Soft low carb peanut butter thumbprints filled with rich sugar-free chocolate ganache. All in the shape of a spider for Halloween. Kids love them and adults do too!
I am really not much of one for Halloween these days. It may, in fact, be my least favourite holiday. As a kid I loved it but as an adult it causes me much stress. Helping young kids figure out their costumes is not that fun. You’d think it would be but they get to a certain age and they have definite pictures in their minds. And those pictures can cost a lot of money, so you buy the cheaper versions that don’t live up to the expectations and risk disappointed little faces. I wish I could sew their costumes myself as my mother did when I was little (I was once Papa Smurf and it was awesome!) but I have neither the talent nor the inclination. So my three get cheapie costumes from Target or one of those pop-up Halloween stores and you never quite know how that’s going to go.
And then there’s the candy. Oh my &*(*$(#(&$%#@ goodness, how the candy part stresses me out. I just can’t find my way to disappoint my kids and not let them Trick Or Treat and get fistfuls of sugar that I normally would never let past my doorstep. I know some mamas who swear they take it all and throw it away or give it away and their kids don’t make a fuss. Believe me, my kids would make a huge fuss. Perhaps I am not strong enough, perhaps I am a pathetic excuse for a healthy parent, but I honestly don’t believe in doing this. Instead, we parse it out over months and months and months, one tiny piece per evening, so that it lasts until Easter. And when we get to the end, the candies nobody really likes, we simply toss it.
So you’ll have to excuse me if I rarely mark the occasion of Halloween. It just doesn’t really do it for me and I prefer to pretend it’s not coming at all. But sometimes, just sometimes, I have a brilliant idea that requires immediate execution. Such as these adorable little spider cookies. I had such fun making them and photographing them, and it just so happens that they are delicious too. How could they not be, when they are soft low carb peanut butter cookies filled with creamy sugar-free chocolate ganache? I was so ridiculously pleased with myself and my children were pretty pleased with me too.
In this case, the said “brilliant idea” was not really my own. A high carb version crossed my Pinterest feed about a week ago, from my friend Sommer of A Spicy Perspective and I was instantly smitten. Her’s were made with Lindt truffles for the spider body which, for obvious reasons, it’s not an option for me. But I figured that my low carb ganache would make a great replacement filling. I found the monster eyes just at my local Safeway; although they are not sugar-free, I thought my kids would really love them. But I found I liked the cookies without the eyes just as much, so I did half with and half without. Either way, they are seriously fun.
═══
> PROBLEM A
Put every line of the records below into a Markdown table with the columns Row and Line, leaving out blank lines.
The records have no connection to the spider cookie post.
═══
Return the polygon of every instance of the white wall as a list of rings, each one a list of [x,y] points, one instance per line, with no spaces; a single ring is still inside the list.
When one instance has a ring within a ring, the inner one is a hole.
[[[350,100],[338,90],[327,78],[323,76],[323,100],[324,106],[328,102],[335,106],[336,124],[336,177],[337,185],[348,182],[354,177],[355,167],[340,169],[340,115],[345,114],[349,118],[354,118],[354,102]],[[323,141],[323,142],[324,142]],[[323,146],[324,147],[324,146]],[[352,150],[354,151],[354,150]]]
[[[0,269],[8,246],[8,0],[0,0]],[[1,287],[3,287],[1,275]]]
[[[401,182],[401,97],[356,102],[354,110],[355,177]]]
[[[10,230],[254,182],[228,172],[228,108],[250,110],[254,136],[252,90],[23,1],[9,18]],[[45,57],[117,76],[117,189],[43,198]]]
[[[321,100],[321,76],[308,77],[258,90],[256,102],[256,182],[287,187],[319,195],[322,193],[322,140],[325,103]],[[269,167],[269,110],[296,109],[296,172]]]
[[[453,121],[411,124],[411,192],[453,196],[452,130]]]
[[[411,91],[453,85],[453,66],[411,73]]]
═══
> PROBLEM B
Answer these questions from the spider cookie post:
(i) What was the writer dressed as in a costume the writer's mother sewed?
(ii) What did Sommer's version use for the spider body?
(iii) Where did the writer find the monster eyes?

> TASK OUTPUT A
| Row | Line |
|---|---|
| 1 | Return the polygon of every instance of the white wall as a list of rings, each one a list of [x,y] points, one instance per line, with no spaces; a single ring is still inside the list. |
| 2 | When one instance has a ring within a ring, the inner one is a hole. |
| 3 | [[[350,100],[338,90],[327,78],[323,76],[323,100],[324,106],[328,102],[335,106],[336,124],[336,177],[337,185],[348,182],[354,177],[355,167],[340,169],[340,115],[345,114],[349,118],[354,118],[354,102]],[[323,141],[323,142],[324,142]],[[323,146],[324,147],[324,146]],[[352,150],[354,151],[354,150]]] |
| 4 | [[[0,269],[8,246],[8,0],[0,0]],[[1,287],[3,287],[1,275]]] |
| 5 | [[[401,182],[401,97],[356,102],[354,110],[355,177]]] |
| 6 | [[[10,230],[254,182],[228,172],[228,108],[250,110],[254,136],[252,90],[23,1],[9,18]],[[45,57],[117,76],[117,189],[43,198]]] |
| 7 | [[[321,100],[321,76],[308,77],[258,90],[256,102],[256,182],[287,187],[319,195],[322,193],[322,140],[325,103]],[[269,167],[269,110],[296,109],[296,172]]] |
| 8 | [[[453,121],[411,124],[411,192],[453,196],[452,130]]] |
| 9 | [[[411,91],[453,85],[453,66],[411,73]]] |

> TASK OUTPUT B
(i) Papa Smurf
(ii) Lindt truffles
(iii) At the writer's local Safeway